# Information provided
[Begin]

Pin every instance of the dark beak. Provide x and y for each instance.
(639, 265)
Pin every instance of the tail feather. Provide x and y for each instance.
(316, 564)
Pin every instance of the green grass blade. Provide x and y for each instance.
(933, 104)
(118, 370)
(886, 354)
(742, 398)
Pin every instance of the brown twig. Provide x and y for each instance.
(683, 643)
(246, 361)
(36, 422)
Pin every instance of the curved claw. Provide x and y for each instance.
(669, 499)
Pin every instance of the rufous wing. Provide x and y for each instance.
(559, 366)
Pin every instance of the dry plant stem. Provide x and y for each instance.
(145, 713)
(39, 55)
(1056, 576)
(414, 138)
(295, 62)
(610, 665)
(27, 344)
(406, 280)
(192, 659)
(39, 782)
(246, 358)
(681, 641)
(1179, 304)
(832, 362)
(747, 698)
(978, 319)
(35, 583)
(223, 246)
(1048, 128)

[End]
[Begin]

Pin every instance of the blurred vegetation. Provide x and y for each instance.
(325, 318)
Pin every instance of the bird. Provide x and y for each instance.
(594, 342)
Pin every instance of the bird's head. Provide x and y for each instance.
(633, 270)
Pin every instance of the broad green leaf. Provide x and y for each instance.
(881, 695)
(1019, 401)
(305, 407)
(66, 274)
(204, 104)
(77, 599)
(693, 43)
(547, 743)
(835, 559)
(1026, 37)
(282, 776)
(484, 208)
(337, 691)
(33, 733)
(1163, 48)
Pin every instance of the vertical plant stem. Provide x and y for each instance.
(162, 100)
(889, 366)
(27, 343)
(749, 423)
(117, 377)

[End]
[Begin]

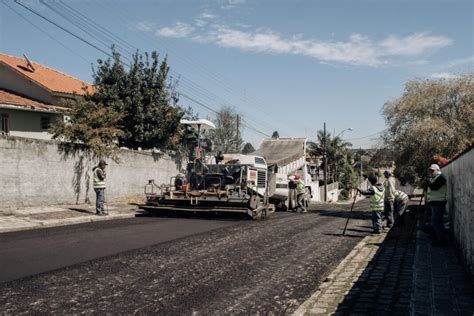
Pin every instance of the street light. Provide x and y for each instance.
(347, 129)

[End]

# Instructions for the task
Pull out every line from the entries above that contains the word "green".

# Solution to this problem
Pin every instance of the green grass blade. Provide x and y for each instance.
Pin every instance of the broad green leaf. Provide x and y for each instance.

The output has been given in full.